:: Tasks and exercises ::
A. In the guest post about the Adventure Bandana, where was the bandana bought?
B. In the Adventure Bandana post, swap "Superman" for "Batman" and write out the passage between "This is where" and "from my mom.", inclusive.
C. Pick up the guest post about the Adventure Bandana right after its final sentence and keep writing.

--- Excerpt Enclosed Below ---

*Special thanks to my nephew, Walter Pitts, for serving as today’s guest contributor. He recently returned from a whirlwind tour of Europe with friends, and following his journey via Facebook was entertaining and inspiring. I’m thankful he’s willing to share some of his adventure with you.*
Freshman year I applied for my passport at the Fayetteville post office for my trip to Belize with Engineers Without Borders. Today, I trudged down Dickson Street headed to the same post office with the cold burning my cheeks, a bit jet-lagged and more than a bit in culture shock. The most welcoming words I had heard all day were words like enthalpy, control volume, combined cycle, and a string of words about the accumulation rate’s relation to the conservation of mass. Sitting through the thermo review in power gen, it struck me how odd it was that I could not only completely understand the teacher’s words, but also that it would be possible to have a full conversation with any person I met that would last more than 30 seconds before my vocabulary became a limiting factor. I could make it last longer than a few phrases, than saying ‘good afternoon’, ‘thank you’, ‘I don’t speak Polish’, ‘you’re beautiful’, ‘how much?’ (Don’t worry, not in that order). Shaking some cold off, I grabbed a flat rate envelope and placed a dirty scrap of cloth into it.
Some of you will smile here with recognition; most will probably be a bit confused. This off-white scrap of cloth is a little something that has become endearingly known to me as the Adventure Bandana. A cheesy name given to a dollar bandana purchased at a Wal-Mart on the outskirts of the Smoky Mountains many years ago on a family vacation. I wore that bandana lashed between my bicep and tricep for the entirety of the trip, obviously looking very adventuresome, outdoorsy, and cool. There is a picture somewhere of me, in my long hair stage on this trip, flexing muscles with a man I met with a tattoo that he and a buddy had done themselves with some India ink and a needle. ‘Love Mom’ never looked so cool.
Since that trip the bandana has been with me through storms, up creeks, to the back of many caves, on death defying whippers, in death defying bike wrecks, sailing, floating, fishing, and a myriad of other adventures. It has been covered in blood and snot and more sweat than the great Bambino could shake a stick at. A book could be written on where all this bandana has been with me, but one day, a long time ago, I figured that maybe, seeing as how the bandana had served me so well, it could be something a bit more.
This is where the story and the essence of the Adventure Bandana really came to fruition. I started sending my bandana with my favorite people on their travels as a way to say that I was excited for their adventures and that someone back home had them on his mind. Heck, if I was going to let them get lost and take my bandana with them… The bandana definitely isn’t a good luck charm; if anything it’s the opposite. I’d say the bandana stands for just about everything Superman stands for and maybe a bit more. As I filled out my address label, an old man recommended a different envelope. I could sense immediately that he didn’t really care about what envelope I used but that he needed someone to discuss the merits of various envelopes with. How these people find me, I never know. I think it’s genetic. I think I got it from my mom.

--- End of Enclosed Excerpt ---
--- Entries provided Enclosed Below ---

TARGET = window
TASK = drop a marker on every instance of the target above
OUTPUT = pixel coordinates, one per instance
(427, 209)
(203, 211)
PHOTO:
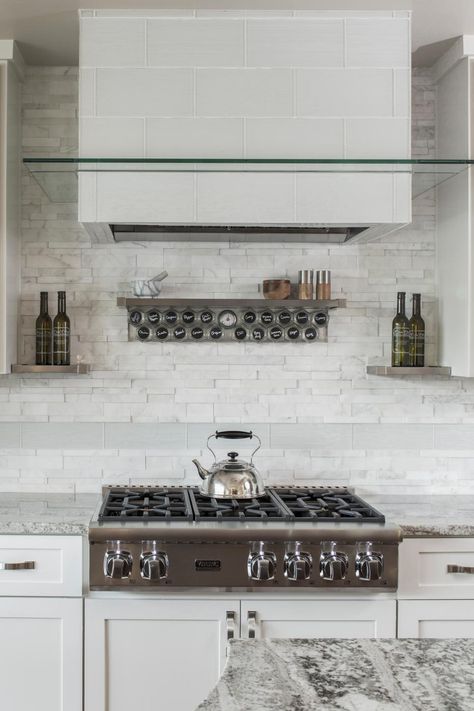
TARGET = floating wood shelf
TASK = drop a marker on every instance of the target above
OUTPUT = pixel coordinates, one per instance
(145, 302)
(427, 371)
(77, 369)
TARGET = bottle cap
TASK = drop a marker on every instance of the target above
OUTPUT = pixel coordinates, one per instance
(305, 276)
(323, 276)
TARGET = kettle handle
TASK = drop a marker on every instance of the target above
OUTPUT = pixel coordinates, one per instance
(234, 434)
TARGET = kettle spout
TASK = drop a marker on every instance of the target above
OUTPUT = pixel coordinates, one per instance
(203, 473)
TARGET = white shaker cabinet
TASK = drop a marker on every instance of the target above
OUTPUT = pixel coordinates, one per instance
(41, 654)
(436, 588)
(341, 619)
(41, 623)
(151, 654)
(11, 65)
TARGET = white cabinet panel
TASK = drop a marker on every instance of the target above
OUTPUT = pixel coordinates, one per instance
(244, 92)
(112, 42)
(423, 568)
(342, 619)
(149, 640)
(57, 565)
(144, 92)
(204, 42)
(295, 42)
(40, 654)
(441, 619)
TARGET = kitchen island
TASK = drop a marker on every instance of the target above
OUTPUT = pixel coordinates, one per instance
(352, 675)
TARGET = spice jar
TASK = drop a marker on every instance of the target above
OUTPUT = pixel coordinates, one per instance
(323, 284)
(305, 284)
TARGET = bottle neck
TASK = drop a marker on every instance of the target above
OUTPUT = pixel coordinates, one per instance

--- End of Enclosed Entries provided ---

:: Task answers ::
A. At a Wal-Mart on the outskirts of the Smoky Mountains.

B.
This is where the story and the essence of the Adventure Bandana really came to fruition. I started sending my bandana with my favorite people on their travels as a way to say that I was excited for their adventures and that someone back home had them on his mind. Heck, if I was going to let them get lost and take my bandana with them… The bandana definitely isn’t a good luck charm; if anything it’s the opposite. I’d say the bandana stands for just about everything Batman stands for and maybe a bit more. As I filled out my address label, an old man recommended a different envelope. I could sense immediately that he didn’t really care about what envelope I used but that he needed someone to discuss the merits of various envelopes with. How these people find me, I never know. I think it’s genetic. I think I got it from my mom.

C.
With the long line I knew I was in for a long conversation. After he learned from me the vast amount of knowledge entailing only my major in school, he told me of his time in the Navy, his time at the Architecture school under Fay Jones and how he lost his job in Oklahoma City and ended up in Fayetteville doing odd jobs in drafting and Civil Engineering. I drifted off thinking of when, in Poland, we were asked by our Chilean friend, Maria, what the difference was in the word ‘trip’, and the word ‘journey.’ We concluded that a journey had something to do with discovering something new and that trip was generally a safer phrase to use in casual conversation to describe traveling. I sealed the package containing the bandana which had only recently been returned to me in Prague via Mr. Joshua Windsor, a friend of mine who lived just down the hall in Pomfret my freshman year. Josh had been studying in Cambridge and had
graciously agreed to let it see some prestigious education. Caleb Posey wore it in Indonesia, and Zach has some great stories with the Bandana in Egypt. It has been all over Western Europe and still has green oil paint on it from my first trip to Belize and sweat from my second one.
I drifted back into the conversation as the man told me that the word ‘job security’ was being taken out of the dictionary. The fact that this was actually two words didn’t strike me at the time, but it did strike me again that I could talk to a complete stranger without a phrase book. And then it struck me too how silly this whole adventure bandana thing was. I bought the darn thing at Wal-Mart; all that made it special was its stories, the blood and sweat, the places it had been.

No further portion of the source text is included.